====== Recorded data ======

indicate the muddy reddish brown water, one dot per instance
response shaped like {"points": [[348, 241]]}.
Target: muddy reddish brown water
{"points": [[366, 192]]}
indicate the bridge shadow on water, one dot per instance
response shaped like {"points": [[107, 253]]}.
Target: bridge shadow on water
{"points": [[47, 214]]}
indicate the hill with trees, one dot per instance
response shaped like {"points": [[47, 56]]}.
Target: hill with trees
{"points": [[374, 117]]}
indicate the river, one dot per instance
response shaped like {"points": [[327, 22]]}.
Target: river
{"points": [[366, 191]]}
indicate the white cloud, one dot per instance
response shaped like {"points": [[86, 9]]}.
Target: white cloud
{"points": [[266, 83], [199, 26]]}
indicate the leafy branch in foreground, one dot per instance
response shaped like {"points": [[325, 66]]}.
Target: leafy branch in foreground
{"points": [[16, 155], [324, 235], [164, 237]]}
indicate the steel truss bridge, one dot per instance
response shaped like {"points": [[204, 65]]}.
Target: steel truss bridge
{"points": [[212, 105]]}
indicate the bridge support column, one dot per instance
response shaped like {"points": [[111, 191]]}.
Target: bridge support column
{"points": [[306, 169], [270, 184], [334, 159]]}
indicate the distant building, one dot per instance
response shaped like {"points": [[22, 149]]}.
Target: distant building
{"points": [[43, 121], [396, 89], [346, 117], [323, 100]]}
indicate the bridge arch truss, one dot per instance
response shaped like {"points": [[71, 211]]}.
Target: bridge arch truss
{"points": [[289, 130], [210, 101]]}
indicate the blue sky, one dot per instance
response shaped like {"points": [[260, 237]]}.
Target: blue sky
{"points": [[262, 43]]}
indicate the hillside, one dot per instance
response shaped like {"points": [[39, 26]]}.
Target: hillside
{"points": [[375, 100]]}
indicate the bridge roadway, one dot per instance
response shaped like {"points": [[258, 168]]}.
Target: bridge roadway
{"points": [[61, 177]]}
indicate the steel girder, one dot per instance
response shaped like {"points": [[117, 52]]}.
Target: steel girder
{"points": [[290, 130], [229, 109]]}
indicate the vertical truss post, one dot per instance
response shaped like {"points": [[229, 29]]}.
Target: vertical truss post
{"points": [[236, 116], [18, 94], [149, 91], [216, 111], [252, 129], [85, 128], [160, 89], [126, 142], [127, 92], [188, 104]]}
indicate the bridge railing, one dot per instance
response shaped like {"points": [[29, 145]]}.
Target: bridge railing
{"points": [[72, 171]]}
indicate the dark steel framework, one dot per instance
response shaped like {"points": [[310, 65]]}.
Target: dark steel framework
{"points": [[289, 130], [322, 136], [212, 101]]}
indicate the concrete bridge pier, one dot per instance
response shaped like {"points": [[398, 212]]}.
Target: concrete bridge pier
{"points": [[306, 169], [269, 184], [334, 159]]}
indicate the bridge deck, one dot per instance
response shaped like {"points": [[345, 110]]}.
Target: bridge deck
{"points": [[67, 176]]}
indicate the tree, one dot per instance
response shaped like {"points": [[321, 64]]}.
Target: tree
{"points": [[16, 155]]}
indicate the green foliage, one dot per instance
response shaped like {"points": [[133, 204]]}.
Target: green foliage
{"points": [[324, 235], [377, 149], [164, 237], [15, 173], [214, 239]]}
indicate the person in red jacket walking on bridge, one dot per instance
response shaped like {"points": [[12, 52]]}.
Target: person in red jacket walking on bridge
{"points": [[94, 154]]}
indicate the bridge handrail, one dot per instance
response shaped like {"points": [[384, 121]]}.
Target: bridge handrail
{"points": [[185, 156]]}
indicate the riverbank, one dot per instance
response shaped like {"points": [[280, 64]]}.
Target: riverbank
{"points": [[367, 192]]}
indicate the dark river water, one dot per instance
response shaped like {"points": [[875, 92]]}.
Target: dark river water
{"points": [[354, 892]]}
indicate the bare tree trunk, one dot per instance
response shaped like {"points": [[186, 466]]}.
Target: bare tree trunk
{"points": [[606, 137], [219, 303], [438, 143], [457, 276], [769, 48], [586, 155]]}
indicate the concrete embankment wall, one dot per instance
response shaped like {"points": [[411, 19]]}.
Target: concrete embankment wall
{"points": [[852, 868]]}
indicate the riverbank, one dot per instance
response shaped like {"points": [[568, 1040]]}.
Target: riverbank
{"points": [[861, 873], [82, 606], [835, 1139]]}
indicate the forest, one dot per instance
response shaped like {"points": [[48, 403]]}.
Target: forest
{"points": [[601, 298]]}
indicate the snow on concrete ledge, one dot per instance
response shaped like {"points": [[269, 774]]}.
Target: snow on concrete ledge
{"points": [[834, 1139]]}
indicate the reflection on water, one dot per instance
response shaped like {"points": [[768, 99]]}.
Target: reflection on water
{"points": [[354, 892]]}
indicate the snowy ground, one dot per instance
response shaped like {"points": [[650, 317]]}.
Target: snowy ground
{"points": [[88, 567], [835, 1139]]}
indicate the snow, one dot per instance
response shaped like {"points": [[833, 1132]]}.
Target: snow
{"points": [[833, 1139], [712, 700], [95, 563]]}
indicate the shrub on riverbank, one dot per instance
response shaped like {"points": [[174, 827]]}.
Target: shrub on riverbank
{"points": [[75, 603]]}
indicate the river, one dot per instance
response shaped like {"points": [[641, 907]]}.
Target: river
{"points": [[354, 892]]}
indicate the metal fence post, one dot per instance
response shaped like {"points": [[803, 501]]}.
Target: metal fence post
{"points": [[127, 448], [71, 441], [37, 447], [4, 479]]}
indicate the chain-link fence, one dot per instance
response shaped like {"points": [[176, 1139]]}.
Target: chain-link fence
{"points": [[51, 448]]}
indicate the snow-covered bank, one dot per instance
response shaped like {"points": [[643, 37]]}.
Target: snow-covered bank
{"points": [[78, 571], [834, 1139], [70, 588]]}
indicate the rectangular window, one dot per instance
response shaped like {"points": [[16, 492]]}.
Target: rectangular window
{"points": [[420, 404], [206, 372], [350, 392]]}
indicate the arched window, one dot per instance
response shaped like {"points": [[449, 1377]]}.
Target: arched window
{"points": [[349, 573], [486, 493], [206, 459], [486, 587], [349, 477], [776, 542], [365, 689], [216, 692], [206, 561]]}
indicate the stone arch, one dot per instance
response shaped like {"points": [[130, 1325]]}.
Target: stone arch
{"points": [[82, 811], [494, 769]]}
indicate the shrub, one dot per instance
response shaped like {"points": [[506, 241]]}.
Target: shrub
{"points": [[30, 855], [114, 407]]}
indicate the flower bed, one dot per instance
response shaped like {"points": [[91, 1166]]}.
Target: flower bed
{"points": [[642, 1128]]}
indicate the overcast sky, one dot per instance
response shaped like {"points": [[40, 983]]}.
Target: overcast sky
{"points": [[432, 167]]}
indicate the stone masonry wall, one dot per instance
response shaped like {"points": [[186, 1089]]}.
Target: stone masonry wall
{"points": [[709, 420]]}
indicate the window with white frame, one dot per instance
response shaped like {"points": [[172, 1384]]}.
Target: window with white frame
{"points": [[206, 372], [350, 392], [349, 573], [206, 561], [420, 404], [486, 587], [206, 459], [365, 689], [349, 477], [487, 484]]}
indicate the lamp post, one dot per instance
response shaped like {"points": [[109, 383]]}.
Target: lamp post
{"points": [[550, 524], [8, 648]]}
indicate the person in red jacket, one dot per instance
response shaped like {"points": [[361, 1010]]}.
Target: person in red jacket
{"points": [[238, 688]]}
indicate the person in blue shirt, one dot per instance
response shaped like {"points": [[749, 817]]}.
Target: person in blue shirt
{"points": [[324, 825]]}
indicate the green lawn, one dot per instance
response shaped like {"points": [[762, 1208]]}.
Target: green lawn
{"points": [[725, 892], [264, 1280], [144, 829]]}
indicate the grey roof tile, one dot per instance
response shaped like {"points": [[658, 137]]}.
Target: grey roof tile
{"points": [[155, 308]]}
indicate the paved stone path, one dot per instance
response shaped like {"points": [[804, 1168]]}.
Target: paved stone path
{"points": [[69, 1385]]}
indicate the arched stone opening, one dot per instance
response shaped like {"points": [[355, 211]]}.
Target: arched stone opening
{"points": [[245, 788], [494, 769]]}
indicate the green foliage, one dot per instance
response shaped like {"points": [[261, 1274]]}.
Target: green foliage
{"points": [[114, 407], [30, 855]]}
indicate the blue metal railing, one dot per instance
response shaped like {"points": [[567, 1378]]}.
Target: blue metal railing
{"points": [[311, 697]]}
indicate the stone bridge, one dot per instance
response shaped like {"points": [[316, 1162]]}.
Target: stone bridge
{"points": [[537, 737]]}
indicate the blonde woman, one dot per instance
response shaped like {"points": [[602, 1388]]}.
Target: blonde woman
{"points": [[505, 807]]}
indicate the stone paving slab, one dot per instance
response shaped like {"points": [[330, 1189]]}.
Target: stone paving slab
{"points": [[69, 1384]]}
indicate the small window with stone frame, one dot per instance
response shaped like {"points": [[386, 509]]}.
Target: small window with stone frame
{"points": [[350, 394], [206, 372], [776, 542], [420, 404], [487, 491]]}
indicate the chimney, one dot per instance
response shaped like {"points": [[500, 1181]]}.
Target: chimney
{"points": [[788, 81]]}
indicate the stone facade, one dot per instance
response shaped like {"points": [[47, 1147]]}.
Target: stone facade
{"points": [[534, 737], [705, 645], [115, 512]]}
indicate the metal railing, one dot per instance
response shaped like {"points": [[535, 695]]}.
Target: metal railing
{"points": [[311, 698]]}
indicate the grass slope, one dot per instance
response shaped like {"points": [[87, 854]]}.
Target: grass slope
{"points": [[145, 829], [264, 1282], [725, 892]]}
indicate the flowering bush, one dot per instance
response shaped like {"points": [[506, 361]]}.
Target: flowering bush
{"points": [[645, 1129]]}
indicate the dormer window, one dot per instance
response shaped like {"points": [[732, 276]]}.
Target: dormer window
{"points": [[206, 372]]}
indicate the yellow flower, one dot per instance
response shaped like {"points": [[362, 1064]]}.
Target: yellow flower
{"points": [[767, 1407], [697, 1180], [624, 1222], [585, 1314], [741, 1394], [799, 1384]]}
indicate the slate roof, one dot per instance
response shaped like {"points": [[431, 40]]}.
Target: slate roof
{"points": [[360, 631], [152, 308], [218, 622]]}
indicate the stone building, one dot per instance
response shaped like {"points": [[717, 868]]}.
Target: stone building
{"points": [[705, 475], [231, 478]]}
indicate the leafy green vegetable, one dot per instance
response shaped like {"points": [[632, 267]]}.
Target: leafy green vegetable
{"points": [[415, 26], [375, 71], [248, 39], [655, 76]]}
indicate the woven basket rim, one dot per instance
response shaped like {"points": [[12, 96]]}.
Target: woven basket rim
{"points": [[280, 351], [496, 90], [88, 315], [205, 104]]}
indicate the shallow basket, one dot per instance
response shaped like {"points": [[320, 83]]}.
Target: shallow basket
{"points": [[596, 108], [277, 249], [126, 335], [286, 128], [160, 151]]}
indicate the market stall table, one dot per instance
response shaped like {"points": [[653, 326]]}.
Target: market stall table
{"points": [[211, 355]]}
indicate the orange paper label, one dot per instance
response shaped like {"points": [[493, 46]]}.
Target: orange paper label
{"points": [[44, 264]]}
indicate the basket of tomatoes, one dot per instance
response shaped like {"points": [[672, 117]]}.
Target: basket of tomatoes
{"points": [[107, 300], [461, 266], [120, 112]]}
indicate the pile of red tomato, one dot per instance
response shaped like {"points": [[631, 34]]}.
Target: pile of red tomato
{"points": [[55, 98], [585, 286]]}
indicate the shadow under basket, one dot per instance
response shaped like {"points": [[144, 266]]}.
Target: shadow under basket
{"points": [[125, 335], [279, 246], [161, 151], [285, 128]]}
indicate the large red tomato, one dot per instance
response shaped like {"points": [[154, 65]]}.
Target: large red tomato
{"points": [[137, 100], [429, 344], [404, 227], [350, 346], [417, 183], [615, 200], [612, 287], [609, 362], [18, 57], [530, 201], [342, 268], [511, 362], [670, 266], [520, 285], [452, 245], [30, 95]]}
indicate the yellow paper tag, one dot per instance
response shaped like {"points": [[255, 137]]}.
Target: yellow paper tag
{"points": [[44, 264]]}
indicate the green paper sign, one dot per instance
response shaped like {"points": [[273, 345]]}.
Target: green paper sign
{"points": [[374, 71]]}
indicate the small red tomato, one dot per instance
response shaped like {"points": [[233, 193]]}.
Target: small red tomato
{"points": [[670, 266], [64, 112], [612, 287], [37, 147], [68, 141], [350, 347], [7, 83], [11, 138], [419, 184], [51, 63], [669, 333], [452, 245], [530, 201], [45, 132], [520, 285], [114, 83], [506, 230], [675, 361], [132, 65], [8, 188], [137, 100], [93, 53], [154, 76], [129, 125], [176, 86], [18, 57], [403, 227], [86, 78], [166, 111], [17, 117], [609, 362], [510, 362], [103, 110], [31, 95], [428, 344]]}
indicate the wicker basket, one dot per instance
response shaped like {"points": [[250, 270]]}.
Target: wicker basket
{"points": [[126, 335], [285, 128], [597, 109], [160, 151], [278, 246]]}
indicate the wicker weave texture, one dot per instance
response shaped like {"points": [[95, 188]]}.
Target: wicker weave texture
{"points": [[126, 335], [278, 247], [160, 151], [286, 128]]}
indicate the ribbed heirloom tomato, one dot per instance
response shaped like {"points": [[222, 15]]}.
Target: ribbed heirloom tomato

======

What the task requires >> Begin with the line containing "indicate the small red" and repeat each line exactly until the records above end.

Result of the task >>
indicate the small red tomato, one dot per instance
response shaped like {"points": [[233, 193]]}.
Target: small red tomato
{"points": [[670, 266], [64, 112], [612, 287], [37, 147], [68, 141], [350, 347], [7, 83], [11, 138], [419, 184], [51, 63], [669, 333], [452, 245], [530, 201], [45, 132], [520, 285], [114, 83], [506, 230], [675, 361], [132, 65], [8, 188], [137, 100], [93, 53], [154, 76], [129, 125], [176, 86], [18, 57], [403, 227], [86, 78], [166, 111], [17, 117], [609, 362], [510, 362], [103, 110], [31, 95], [428, 344]]}
indicate the wicker basket, one dot per instance
response shaped like {"points": [[250, 270]]}.
Target: wicker basket
{"points": [[126, 335], [285, 128], [597, 109], [160, 151], [278, 246]]}
indicate the wicker weave texture, one dot per instance
response shaped like {"points": [[95, 188]]}.
Target: wicker weave texture
{"points": [[126, 335], [278, 247], [160, 151], [286, 128]]}
indicate the ribbed heirloom tomato, one dot per instance
response shaped like {"points": [[222, 15]]}.
Target: ribbed heirloom tomato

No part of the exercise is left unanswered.